Reputation: 11100
I need to replace German Umlauts (Ä, ä, Ö, ö, Ü, ü, ß) with their two-letter equivalents (Ae, ae, Oe, oe, Ue, ue, ss).
Currently, I have this function, but the string's length changes:
def _translate_umlauts(s):
"""Translate a string into ASCII.
This Umlaut translation comes from http://stackoverflow.com/a/2400577/152439
"""
trans = {"\xe4" : "ae"} # and more ...
patt = re.compile("|".join(trans.keys()))
return patt.sub(lambda x: trans[x.group()], s)
However, I have the requirement that the string's total length should not change. For example, Mär should become Mae.
Any help in deriving the appropriate solution (regex?) is greatly appreciated :)
Upvotes: 1
Views: 1589
Reputation: 177971
Just truncate back to the original string length:
return patt.sub(lambda x: trans[x.group()], s)[:len(s)]
Upvotes: 1
Reputation: 338326
... the string's total length should not change.
Well, that's an odd requirement, but
patt = re.compile("([" + "".join(trans.keys()) + "]).")
Note that this will not replace the umlaut if it is the last character in the string. For obvious reasons this would change the string length.
Upvotes: 1

(DATA ROWS)
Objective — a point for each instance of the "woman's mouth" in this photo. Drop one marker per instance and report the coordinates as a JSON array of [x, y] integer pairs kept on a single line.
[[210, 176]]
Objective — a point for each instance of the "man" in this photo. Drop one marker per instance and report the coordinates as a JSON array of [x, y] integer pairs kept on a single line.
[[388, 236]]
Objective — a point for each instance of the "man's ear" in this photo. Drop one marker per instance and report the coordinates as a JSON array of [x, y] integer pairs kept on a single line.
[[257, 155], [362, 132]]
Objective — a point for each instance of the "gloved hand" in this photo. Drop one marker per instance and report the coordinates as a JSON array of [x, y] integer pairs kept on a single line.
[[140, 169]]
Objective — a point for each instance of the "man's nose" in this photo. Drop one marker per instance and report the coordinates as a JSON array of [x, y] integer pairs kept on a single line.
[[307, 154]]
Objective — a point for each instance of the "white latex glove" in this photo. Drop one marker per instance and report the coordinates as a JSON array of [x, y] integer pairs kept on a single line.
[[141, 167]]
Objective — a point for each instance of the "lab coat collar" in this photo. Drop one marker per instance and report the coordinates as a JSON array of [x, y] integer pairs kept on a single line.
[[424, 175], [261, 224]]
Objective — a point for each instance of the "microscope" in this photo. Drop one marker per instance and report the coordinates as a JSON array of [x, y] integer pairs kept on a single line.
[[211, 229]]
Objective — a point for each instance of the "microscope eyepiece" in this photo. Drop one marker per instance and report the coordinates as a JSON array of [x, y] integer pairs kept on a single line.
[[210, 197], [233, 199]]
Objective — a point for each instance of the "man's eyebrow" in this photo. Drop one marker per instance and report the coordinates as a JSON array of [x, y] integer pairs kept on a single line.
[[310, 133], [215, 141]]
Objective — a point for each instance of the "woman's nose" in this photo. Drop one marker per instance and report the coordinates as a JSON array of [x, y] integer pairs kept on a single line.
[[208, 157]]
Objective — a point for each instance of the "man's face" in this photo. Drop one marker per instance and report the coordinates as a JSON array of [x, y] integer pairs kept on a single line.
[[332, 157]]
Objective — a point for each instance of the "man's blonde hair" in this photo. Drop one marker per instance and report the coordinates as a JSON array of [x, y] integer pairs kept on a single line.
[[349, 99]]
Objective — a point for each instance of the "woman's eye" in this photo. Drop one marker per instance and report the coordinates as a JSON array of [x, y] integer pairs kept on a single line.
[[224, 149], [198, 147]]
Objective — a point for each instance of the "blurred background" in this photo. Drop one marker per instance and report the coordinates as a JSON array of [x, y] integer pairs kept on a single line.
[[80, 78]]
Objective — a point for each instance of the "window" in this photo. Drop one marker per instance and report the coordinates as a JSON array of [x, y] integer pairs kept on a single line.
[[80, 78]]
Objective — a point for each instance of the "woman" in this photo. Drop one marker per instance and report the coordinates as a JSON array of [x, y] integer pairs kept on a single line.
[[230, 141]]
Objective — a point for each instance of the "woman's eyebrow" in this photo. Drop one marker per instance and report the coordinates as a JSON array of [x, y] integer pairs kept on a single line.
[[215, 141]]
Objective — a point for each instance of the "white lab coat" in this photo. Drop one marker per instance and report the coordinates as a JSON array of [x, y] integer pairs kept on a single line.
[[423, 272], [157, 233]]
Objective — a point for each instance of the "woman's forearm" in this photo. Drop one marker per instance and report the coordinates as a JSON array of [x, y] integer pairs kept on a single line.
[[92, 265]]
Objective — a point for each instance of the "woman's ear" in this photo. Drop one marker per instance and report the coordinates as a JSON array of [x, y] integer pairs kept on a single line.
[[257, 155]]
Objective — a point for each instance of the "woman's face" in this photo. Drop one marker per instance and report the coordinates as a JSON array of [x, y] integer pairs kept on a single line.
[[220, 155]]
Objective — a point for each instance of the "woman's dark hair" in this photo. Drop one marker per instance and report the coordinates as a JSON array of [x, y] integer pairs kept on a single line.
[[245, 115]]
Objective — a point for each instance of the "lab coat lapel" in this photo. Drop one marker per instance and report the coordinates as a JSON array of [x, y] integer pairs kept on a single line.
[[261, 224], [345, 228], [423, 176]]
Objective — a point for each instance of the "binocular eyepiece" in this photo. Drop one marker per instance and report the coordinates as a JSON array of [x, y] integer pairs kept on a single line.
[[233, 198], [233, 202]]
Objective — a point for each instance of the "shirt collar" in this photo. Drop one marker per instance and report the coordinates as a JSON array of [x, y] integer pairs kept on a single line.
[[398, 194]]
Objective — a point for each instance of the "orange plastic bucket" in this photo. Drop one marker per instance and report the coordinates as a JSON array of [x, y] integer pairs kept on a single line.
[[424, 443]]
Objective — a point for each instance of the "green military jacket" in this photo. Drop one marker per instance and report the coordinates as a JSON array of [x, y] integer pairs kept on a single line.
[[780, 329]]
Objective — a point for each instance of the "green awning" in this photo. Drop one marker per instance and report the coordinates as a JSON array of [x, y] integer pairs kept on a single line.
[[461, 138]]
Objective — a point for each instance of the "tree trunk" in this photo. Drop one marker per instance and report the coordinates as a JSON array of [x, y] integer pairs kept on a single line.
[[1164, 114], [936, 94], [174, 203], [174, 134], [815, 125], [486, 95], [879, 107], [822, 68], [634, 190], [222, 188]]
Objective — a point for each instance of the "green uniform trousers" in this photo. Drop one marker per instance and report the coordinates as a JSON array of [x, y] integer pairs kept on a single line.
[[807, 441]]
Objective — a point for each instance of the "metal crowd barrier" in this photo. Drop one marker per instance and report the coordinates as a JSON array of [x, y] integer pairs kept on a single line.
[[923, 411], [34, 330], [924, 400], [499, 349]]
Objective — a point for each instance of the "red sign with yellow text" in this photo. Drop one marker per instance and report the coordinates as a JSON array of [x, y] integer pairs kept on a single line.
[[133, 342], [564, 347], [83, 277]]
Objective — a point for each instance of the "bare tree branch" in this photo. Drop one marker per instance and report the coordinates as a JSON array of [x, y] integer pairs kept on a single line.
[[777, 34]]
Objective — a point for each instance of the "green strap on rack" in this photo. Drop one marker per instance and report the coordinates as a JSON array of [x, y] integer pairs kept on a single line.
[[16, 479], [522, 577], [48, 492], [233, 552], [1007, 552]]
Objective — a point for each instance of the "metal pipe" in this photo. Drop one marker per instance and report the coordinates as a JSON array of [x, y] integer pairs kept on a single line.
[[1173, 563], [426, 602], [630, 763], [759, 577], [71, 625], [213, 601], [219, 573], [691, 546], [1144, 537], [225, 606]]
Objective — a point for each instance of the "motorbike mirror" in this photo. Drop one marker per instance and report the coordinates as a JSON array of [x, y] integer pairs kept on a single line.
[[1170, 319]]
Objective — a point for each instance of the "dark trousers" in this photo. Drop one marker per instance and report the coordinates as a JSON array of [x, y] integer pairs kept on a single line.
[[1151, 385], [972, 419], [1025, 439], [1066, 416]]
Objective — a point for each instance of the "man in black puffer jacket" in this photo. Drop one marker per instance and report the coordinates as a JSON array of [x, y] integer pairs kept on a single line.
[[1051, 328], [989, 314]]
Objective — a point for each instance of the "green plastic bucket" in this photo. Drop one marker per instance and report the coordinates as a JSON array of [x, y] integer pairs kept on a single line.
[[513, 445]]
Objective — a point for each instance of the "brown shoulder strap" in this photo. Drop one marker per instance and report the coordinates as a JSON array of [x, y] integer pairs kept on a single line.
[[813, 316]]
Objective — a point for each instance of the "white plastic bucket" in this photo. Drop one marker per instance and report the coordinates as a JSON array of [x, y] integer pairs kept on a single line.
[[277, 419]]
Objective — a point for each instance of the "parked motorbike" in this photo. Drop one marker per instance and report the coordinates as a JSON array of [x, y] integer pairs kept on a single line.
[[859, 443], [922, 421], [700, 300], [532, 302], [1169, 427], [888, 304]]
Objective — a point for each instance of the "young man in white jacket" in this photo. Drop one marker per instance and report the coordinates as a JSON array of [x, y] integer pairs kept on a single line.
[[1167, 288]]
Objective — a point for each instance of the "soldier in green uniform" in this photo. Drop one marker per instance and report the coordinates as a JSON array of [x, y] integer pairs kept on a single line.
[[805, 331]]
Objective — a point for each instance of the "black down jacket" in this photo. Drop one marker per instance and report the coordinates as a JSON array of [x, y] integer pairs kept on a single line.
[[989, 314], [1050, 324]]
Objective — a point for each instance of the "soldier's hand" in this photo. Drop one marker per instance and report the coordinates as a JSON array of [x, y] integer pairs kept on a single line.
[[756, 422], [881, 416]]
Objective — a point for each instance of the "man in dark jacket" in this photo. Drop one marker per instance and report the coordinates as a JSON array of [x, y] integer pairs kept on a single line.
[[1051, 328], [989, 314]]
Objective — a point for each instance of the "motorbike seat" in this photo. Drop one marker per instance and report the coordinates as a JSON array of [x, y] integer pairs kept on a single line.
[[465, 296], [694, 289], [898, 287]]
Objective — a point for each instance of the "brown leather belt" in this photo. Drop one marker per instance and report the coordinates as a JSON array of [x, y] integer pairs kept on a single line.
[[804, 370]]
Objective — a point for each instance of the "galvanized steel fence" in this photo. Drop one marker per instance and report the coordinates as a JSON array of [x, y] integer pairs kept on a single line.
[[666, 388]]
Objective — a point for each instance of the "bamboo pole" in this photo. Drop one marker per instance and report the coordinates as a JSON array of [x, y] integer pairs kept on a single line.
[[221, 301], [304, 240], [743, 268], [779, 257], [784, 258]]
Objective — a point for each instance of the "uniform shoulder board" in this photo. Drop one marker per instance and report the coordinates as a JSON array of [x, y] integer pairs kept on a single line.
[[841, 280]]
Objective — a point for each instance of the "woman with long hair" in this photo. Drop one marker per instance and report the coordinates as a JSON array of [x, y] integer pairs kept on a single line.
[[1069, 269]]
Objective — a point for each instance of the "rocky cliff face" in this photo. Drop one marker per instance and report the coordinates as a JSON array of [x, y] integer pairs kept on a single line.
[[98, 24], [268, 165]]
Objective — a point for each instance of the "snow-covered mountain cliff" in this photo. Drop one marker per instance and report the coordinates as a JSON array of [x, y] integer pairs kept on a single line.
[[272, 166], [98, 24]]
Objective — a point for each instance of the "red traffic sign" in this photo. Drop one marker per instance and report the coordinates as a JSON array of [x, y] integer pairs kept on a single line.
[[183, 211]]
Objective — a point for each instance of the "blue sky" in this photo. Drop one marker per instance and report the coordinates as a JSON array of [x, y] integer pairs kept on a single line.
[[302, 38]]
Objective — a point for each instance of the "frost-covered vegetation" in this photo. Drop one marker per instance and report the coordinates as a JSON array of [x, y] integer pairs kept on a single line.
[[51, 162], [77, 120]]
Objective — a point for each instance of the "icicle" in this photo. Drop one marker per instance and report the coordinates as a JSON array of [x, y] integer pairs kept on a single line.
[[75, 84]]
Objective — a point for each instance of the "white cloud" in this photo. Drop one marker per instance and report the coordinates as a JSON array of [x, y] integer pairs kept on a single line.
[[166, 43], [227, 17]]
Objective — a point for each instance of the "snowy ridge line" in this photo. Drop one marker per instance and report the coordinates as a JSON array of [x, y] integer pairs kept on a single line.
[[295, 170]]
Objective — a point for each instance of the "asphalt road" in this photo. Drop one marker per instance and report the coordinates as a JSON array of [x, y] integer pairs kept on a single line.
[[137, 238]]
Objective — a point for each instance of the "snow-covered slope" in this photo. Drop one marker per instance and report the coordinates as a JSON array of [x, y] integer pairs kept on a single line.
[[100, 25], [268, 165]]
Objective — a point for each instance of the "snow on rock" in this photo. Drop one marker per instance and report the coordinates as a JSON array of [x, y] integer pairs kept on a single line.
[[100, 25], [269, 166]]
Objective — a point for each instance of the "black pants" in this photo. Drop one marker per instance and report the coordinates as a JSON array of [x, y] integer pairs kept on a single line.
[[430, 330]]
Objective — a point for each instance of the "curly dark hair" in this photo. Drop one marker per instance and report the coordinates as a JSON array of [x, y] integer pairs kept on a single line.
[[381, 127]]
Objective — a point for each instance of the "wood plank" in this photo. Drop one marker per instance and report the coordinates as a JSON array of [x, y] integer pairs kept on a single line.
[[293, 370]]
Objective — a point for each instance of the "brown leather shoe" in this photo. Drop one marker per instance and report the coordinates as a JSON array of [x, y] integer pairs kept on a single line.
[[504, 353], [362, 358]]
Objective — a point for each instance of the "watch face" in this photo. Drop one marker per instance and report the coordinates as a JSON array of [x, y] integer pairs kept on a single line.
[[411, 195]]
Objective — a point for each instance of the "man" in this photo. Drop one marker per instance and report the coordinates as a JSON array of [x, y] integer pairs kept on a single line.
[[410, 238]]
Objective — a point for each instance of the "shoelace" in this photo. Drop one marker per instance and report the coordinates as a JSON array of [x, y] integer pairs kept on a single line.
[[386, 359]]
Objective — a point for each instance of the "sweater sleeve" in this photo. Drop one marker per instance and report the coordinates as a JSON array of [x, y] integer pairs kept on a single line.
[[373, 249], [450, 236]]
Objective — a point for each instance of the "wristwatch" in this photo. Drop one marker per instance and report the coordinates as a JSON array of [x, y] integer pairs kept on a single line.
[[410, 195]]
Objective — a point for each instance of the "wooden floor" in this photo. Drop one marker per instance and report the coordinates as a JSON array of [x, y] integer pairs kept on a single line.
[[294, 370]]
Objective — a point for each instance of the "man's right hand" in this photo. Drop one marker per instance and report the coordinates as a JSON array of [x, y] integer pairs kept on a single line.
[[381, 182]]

(WORK TO COMPLETE)
**A.** Answer these questions about the umlaut thread:
(i) What should "Mär" become under the length requirement?
(ii) What does the first reply suggest doing to the result of the substitution?
(iii) In the second reply's pattern, when is an umlaut left unreplaced?
**B.** Rewrite the rows from the first one through the line holding "[[210, 176]]", inclusive, swapping "woman's mouth" for "woman's lips" and leaving everything else unchanged.
The umlaut thread and the rows do not depend on each other.

(ANSWERS PROVIDED)
**A.**
(i) Mae
(ii) Truncate it back to the original string length.
(iii) When it is the last character in the string.

**B.**
Objective — a point for each instance of the "woman's lips" in this photo. Drop one marker per instance and report the coordinates as a JSON array of [x, y] integer pairs kept on a single line.
[[210, 176]]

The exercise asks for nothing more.